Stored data
....................
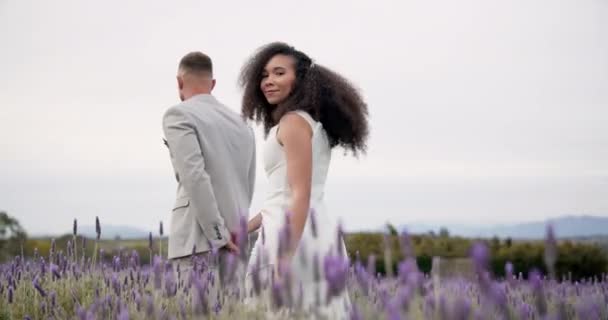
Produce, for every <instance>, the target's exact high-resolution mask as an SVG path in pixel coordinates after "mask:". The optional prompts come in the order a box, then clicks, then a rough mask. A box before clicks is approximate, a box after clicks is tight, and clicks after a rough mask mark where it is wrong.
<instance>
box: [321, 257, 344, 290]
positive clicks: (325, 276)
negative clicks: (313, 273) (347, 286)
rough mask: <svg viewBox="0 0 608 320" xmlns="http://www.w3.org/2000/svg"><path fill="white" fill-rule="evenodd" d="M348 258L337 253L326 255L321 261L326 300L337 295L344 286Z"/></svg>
mask: <svg viewBox="0 0 608 320" xmlns="http://www.w3.org/2000/svg"><path fill="white" fill-rule="evenodd" d="M348 267H349V264H348V260H347V259H345V258H344V257H342V256H340V255H338V256H334V255H327V256H325V259H324V261H323V271H324V274H325V280H327V301H329V300H330V299H331V298H332V297H335V296H339V295H340V294H341V293H342V291H343V290H344V289H345V288H346V277H347V275H348Z"/></svg>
....................
» **Required action**:
Give the lines from the start of the records through the line holding "rough mask: <svg", inclusive, as a Markdown table with columns Row and Line, numbering each row and skipping blank lines. Leave the pictures out.

» **Output for this exercise**:
| Row | Line |
|---|---|
| 1 | Produce, for every <instance>, the target's exact high-resolution mask as an SVG path in pixel coordinates after "mask:". The optional prompts come in the order a box, then clicks, then a rough mask. A box before clicks is approximate, a box after clicks is tight, and clicks after a rough mask mark where it is wrong. |
| 2 | <instance> |
| 3 | box: [321, 257, 344, 290] |
| 4 | positive clicks: (325, 276) |
| 5 | negative clicks: (313, 273) (347, 286) |
| 6 | rough mask: <svg viewBox="0 0 608 320" xmlns="http://www.w3.org/2000/svg"><path fill="white" fill-rule="evenodd" d="M348 258L337 253L326 255L321 261L326 300L337 295L344 286Z"/></svg> |